### TASK LIST
**a.** Answer these from the article on reproduction regulation and Indigenous women in Australia, one answer per line:
(i) When did Tasmania's primary surgical abortion service provider close down?
(ii) Which newspaper ran the headline dated 19 July 1982?
(iii) Which group argued for "no discrimination against young, black or migrant women" seeking terminations?
**b.** Carry on the article about reproduction regulation and Indigenous women in Australia from where it stops.
--- EXTRACT PROVIDED Enclosed Below ---
Reproduction regulation, abortion and Indigenous women since the 1970s

Cassandra Byrnes explores the complex relationship between reproduction regulation, feminism and race in Australia since the 1970s.

Tasmania’s primary surgical abortion service provider closed down in the first two weeks of 2018. This decision disproportionately affects pregnant people who cannot afford to travel to the mainland for terminations, and there have been calls to have the Government provide access to surgical terminations.

Regulating reproduction and reproductive services has been a contentious issue in Australia for decades. Abortion in particular is an issue which exemplifies attitudes towards gender, race and the medicalisation of the body. The current discussions over the legal and financial rights to abortion have their basis in much earlier debates from the Women’s Liberation movement.

Headline on 19 July 1982, from NSW’s Thanuka newspaper. Image via National Library Australia.

Abortion, as well as birth control and sterilisation, were at the forefront of feminist demands during the 1970s and 1980s in Australia. Many in the women’s movement perceived laws and attitudes toward birth control and abortion in the early 1970s as restrictive and inherently patriarchal. Abortion and contraception were more than a product of women’s reproductive health; safe and free access was seen as a means for advancing women’s control over their own bodies, and enhancing their place in society more broadly.

Yet these ideas about abortion were promoted most vocally by those in a position of privilege within the second-wave feminist movement. As Indigenous women including Aileen Moreton-Robinson, Melissa Lucashenko and Pat O’Shane have suggested, white feminism was not inclusive of Aboriginal women. Although groups such as the Women’s Abortion Action Campaign argued for “no discrimination against young, black or migrant women” seeking terminations, the reality of the situation was different for Indigenous women.
--- End of Enclosed EXTRACT PROVIDED ---
--- INFORMATION SUPPLIED Enclosed Below ---
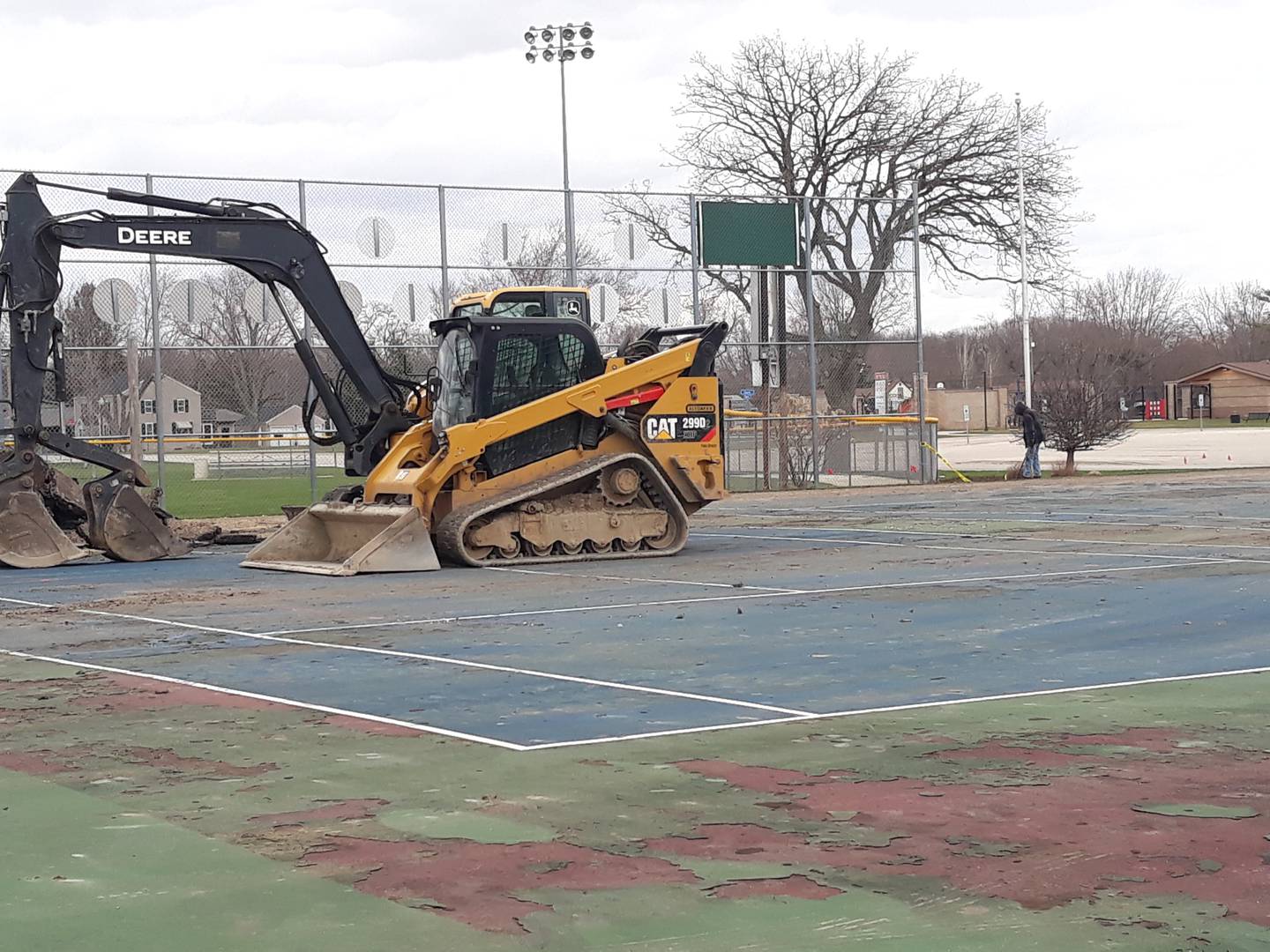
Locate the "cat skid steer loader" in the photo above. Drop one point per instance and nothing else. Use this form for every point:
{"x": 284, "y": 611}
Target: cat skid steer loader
--- End of Enclosed INFORMATION SUPPLIED ---
### REPLIES
**a.**
(i) In the first two weeks of 2018.
(ii) NSW's Thanuka newspaper.
(iii) The Women's Abortion Action Campaign.

**b.**
For some Indigenous women, abortion was far from an urgent issue. Indigenous activists stated that it was their “own business” when it came to family planning and contraception. As Bobbi Sykes noted, Indigenous women feared that if abortions were more readily available it would create more opportunities to restrict black women’s reproduction.

In colonised countries, reproduction has been intrinsically linked with racial hierarchies, thus women asserted that it is not possible to think of reproductive rights as distinct from colonisation and genocide. Some Indigenous women stated they were inherently suspicious of attempts to control black women’s reproduction.

Aboriginal women drew on long held memories of white attempts to control their reproduction. Eugenics movements that asserted control over Indigenous women’s reproductive healthcare were increasingly popular during the 1920s and 1930s, signalling a general interest in controlling women’s bodies in terms of race. While the events of World War II minimised the push for explicit use of eugenics, there have long been claims that Indigenous women were still coerced into surrendering control over their reproductive health.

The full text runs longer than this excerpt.